* Problem requirements
From the entries below, pull out every line that contains the string "wasp" and copy each one unchanged.

* Dataset content
— Begin —

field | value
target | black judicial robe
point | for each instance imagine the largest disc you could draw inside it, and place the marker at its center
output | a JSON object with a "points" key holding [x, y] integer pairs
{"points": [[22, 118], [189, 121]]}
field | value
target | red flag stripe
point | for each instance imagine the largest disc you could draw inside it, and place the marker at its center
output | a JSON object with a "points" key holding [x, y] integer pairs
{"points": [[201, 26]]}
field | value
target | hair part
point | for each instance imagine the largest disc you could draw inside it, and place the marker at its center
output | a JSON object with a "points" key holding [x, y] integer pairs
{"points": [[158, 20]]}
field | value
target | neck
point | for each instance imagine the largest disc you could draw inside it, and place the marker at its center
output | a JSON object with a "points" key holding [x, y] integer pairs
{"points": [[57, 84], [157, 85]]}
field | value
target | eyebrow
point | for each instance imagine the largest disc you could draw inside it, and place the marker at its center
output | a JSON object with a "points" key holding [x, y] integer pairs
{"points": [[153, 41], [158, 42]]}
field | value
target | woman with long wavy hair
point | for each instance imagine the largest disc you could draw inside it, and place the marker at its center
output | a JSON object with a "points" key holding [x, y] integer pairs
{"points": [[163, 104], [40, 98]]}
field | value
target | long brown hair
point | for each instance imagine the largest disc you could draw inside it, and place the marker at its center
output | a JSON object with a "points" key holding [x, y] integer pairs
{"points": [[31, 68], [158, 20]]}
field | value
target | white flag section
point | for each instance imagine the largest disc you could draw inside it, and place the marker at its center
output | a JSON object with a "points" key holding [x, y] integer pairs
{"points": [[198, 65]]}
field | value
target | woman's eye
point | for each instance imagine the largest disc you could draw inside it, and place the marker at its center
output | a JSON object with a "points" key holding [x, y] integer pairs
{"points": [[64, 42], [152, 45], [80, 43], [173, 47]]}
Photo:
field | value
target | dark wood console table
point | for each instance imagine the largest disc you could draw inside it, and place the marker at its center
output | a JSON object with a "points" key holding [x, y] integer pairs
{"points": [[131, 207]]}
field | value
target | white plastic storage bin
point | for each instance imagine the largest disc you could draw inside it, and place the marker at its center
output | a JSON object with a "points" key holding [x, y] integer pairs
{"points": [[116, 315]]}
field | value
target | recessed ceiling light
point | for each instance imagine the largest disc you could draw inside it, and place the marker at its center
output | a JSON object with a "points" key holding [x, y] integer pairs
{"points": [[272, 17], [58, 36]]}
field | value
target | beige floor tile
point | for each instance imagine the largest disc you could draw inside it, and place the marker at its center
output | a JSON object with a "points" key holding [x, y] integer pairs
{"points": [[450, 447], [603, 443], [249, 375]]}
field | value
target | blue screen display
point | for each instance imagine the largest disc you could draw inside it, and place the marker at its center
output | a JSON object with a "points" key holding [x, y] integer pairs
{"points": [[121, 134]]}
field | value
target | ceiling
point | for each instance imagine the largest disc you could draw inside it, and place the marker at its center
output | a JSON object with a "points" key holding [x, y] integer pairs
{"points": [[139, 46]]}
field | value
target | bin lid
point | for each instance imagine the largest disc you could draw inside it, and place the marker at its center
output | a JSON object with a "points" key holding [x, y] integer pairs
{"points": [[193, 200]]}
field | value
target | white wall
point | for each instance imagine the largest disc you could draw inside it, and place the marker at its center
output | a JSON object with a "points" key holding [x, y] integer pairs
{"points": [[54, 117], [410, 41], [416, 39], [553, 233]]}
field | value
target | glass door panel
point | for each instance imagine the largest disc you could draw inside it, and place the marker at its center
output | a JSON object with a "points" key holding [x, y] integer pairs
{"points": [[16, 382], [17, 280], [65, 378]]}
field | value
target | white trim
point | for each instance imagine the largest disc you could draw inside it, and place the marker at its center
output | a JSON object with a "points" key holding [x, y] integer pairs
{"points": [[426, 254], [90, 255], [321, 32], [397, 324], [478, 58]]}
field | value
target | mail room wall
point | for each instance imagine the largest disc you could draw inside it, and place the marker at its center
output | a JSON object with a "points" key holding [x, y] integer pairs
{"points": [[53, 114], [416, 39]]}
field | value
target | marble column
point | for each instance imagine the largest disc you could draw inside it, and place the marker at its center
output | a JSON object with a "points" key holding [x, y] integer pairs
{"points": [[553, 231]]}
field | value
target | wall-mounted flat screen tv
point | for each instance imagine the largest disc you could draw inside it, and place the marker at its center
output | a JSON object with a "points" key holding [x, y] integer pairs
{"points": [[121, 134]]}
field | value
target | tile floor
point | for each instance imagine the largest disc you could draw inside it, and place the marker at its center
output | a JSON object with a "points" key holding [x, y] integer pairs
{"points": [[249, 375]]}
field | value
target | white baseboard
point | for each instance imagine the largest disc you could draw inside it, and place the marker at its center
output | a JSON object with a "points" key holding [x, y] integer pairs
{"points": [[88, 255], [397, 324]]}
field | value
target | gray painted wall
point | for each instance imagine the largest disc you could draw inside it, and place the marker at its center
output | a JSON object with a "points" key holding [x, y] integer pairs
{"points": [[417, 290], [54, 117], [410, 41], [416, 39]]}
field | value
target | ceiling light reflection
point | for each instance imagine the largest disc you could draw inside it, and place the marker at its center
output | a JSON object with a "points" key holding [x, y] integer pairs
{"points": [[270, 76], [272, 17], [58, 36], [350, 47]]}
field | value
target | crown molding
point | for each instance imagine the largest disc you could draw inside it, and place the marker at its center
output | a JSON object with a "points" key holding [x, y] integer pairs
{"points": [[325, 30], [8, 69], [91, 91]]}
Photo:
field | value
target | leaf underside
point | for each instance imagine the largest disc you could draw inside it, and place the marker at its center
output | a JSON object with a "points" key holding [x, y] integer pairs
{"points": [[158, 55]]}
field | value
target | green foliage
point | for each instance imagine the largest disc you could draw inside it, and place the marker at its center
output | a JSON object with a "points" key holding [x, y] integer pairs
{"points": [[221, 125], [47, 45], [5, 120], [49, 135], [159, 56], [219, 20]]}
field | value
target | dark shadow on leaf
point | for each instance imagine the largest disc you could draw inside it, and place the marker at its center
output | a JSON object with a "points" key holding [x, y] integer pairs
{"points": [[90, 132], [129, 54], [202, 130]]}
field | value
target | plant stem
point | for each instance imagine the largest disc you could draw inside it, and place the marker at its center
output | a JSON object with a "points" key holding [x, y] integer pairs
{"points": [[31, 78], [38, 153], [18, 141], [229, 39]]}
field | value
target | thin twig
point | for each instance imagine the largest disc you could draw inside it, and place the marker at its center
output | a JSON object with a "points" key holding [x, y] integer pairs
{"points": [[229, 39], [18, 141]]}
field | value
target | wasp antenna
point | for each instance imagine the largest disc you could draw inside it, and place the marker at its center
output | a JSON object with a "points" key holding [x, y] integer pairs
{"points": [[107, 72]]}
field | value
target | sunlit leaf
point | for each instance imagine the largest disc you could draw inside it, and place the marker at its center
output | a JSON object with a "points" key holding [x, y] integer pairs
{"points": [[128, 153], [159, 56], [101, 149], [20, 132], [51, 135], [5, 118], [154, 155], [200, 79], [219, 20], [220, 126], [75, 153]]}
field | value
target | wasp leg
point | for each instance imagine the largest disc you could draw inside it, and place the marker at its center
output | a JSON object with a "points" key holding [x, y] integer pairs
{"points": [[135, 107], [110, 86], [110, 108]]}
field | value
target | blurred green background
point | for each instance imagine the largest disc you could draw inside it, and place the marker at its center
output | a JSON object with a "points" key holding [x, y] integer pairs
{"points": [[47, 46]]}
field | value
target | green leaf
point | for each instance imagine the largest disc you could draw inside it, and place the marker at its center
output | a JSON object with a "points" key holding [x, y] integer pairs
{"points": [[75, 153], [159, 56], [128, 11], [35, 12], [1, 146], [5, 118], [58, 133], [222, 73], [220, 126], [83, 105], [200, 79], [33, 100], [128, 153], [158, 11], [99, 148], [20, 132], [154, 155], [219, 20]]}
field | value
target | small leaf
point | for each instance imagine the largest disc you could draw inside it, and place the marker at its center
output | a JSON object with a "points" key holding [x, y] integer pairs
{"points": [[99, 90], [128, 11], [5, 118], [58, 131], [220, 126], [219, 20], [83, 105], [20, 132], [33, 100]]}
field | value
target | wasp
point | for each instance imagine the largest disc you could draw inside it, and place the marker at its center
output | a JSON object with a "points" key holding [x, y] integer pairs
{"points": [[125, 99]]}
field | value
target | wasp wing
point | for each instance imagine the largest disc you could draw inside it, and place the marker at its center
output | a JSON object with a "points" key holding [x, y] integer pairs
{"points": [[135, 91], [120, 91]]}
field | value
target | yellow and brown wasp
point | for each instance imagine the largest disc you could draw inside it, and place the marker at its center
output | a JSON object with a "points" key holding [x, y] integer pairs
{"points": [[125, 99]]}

— End —

* Output of the task
target | wasp antenna
target | wasp leg
target | wasp
target | wasp wing
target | yellow and brown wasp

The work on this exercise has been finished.